• Texto fornecido:

▶

Migalhas de Peso

Reclamação constitucional, processo e identidades laborais

Limitar a discussão a quem tem ou não competência é conferir visão míope à temática e negligenciar todo o movimento de mutação que as formas de trabalho têm sofrido desde o último meio século.

26/10/2023

Instituto genuinamente brasileiro1, sem precedentes em outros sistemas jurídicos, a Reclamação Constitucional assume protagonismo. Com recorrência, o STF está enfrentando celeumas de grande impacto nas relações de trabalho, a exemplo de Terceirização, Contrato de Franquia, Negociado sobre o Legislado, dentro outros.

Historicamente, muitas foram as correntes sobre a natureza jurídica da Reclamação Constitucional ou, simplesmente, reclamação. Apontada como medida administrativa similar à Reclamação Correicional ou Correição Parcial, como direito de petição, recurso, sucedâneo recursal, incidente ou verdadeira ação, a Reclamação pode ter o seu cabimento justificado na Teoria dos Poderes Implícitos, precedendo à sua previsão em lei2.

◀

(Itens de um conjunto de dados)
▶

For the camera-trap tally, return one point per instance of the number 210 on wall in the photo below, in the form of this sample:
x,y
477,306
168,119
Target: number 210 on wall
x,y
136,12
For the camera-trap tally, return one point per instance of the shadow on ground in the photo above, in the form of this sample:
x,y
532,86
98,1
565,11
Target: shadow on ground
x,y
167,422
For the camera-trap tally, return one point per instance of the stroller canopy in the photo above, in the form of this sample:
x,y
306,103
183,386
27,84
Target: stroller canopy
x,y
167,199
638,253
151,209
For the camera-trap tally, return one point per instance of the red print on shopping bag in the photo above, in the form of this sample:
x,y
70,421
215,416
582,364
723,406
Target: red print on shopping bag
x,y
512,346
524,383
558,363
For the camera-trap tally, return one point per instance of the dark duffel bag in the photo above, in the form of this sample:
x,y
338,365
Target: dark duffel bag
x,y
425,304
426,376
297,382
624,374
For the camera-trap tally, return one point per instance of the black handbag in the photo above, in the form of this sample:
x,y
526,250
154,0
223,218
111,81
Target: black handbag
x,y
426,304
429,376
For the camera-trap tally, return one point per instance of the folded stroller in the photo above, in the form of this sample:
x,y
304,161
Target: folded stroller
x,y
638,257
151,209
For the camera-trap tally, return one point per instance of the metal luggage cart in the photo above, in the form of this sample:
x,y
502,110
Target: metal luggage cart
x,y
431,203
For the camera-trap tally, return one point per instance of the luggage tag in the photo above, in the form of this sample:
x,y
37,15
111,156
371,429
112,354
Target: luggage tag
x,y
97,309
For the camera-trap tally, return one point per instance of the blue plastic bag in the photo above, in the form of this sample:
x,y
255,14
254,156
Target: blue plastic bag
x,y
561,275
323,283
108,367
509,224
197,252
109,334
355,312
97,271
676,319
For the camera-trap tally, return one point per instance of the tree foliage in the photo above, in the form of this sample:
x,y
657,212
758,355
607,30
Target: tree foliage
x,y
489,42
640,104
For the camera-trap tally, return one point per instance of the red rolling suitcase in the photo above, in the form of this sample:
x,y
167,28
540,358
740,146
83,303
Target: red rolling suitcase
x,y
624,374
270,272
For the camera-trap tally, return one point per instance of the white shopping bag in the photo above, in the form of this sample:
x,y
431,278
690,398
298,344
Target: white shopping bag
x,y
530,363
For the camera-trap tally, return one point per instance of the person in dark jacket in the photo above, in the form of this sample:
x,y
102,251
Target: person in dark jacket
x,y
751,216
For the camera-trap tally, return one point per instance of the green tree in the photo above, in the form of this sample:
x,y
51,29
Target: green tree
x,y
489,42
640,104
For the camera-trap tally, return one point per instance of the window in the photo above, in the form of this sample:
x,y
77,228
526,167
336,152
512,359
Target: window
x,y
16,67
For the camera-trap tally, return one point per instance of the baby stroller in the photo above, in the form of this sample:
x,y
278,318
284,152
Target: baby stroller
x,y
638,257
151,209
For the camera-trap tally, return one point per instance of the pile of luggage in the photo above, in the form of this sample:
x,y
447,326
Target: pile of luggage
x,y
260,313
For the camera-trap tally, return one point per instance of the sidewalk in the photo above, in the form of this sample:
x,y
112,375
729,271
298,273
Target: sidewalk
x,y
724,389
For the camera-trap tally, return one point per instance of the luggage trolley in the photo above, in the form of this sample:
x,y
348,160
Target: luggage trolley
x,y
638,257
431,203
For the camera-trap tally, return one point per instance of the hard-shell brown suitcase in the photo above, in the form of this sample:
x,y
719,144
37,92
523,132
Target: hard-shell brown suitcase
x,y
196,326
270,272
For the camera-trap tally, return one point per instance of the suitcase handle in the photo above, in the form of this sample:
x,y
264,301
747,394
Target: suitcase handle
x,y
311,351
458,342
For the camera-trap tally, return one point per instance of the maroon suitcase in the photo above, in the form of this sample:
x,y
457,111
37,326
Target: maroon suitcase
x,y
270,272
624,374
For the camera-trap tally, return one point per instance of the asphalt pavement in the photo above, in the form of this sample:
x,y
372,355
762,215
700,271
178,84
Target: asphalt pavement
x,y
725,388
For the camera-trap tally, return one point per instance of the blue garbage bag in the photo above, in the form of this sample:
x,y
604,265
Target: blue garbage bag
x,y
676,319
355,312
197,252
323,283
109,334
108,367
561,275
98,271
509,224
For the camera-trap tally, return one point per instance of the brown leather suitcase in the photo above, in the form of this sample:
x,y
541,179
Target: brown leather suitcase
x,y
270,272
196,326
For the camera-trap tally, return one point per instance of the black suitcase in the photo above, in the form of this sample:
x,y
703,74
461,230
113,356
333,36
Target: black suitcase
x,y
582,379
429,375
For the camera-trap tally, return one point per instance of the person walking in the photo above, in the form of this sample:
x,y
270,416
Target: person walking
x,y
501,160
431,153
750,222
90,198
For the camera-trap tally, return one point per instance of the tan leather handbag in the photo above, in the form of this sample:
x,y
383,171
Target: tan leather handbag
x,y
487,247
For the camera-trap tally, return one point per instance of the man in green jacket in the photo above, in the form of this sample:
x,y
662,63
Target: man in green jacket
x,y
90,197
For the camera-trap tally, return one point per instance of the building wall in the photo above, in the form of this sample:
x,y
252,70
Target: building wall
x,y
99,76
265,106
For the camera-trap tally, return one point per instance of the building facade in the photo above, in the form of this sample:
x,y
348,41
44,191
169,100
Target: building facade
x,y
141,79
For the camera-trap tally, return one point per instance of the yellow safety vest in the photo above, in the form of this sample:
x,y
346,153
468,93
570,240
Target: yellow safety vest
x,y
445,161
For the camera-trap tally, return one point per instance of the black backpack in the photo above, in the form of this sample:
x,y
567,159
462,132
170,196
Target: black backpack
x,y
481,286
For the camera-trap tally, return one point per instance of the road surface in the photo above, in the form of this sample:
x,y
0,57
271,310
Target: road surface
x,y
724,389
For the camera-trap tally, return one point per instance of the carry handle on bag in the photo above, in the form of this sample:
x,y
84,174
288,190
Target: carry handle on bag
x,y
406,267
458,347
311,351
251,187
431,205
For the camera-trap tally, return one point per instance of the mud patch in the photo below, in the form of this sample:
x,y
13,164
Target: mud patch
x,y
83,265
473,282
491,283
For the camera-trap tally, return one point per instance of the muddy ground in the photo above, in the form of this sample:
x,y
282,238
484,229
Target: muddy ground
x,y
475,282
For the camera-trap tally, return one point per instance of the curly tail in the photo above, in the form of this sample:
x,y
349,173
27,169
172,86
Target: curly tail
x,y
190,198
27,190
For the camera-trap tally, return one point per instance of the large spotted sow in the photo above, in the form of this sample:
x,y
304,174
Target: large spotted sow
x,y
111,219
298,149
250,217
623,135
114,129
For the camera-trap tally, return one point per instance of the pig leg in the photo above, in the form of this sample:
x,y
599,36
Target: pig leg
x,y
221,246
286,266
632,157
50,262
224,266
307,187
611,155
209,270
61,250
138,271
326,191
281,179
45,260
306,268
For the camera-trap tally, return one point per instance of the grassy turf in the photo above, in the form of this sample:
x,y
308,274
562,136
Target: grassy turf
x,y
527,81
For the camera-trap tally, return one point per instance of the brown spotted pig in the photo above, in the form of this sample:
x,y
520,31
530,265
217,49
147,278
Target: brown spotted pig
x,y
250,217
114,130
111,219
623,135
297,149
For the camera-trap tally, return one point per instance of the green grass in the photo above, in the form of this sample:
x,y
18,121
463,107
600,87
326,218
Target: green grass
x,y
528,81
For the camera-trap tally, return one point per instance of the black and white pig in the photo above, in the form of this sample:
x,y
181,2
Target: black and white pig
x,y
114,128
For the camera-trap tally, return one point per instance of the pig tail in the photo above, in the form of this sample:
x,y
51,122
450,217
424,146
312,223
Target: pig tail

◀

• Exercício:
Responda, por favor, com base no texto sobre a reclamação constitucional:
(a) Em que data o texto foi publicado?
(b) Que temas são citados como exemplos das questões que o STF está enfrentando nas relações de trabalho?
(c) Em que teoria o cabimento da reclamação pode ser justificado?

• Resposta abaixo:
(a) 26/10/2023.
(b) Terceirização, Contrato de Franquia e Negociado sobre o Legislado.
(c) Na Teoria dos Poderes Implícitos.